The data
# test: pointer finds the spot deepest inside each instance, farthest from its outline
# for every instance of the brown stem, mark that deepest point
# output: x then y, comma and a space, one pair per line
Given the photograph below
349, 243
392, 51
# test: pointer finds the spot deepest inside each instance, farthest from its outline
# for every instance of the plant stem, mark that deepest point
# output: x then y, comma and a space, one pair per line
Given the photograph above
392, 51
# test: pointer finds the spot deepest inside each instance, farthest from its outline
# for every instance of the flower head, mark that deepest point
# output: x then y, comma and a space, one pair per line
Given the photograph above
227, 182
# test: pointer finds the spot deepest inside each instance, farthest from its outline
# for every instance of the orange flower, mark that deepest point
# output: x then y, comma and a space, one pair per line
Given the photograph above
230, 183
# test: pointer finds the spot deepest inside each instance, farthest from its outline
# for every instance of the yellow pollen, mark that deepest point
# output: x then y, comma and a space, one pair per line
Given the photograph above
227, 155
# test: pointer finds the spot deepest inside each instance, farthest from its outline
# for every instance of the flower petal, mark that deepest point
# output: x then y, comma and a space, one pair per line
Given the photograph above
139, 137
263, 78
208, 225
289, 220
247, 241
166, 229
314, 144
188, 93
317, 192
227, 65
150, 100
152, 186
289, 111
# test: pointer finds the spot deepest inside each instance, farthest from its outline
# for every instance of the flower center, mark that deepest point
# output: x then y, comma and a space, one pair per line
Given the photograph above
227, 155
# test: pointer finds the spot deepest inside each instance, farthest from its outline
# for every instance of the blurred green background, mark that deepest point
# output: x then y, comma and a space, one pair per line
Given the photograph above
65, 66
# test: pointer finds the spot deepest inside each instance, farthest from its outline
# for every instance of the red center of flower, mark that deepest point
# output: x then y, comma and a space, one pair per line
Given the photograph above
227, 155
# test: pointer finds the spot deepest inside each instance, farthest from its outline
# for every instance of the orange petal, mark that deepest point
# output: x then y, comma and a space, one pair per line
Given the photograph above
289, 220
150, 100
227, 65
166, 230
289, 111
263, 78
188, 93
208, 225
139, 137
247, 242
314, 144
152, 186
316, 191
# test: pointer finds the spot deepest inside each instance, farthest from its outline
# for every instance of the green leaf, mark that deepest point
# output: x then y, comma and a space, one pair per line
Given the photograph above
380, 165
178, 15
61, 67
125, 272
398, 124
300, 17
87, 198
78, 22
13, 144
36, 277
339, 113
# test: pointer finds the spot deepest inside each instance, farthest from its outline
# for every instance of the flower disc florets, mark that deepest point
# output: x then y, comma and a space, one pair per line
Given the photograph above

Your assignment
Begin at the top of the records above and quote each line exactly, ending with the line that contains "# for every instance of the plant".

Solution to this exercise
# test: pointer finds the spot deepest inside each instance, farthest from its outline
# for every instance of the brown stem, mark that deepest point
# output: x then y, comma and a space, one pair per line
Given the photograph below
349, 243
392, 51
# test: pointer finds the spot deepest inside each instance, farthest from its outline
# for every instance of the plant stem, mark that deepest point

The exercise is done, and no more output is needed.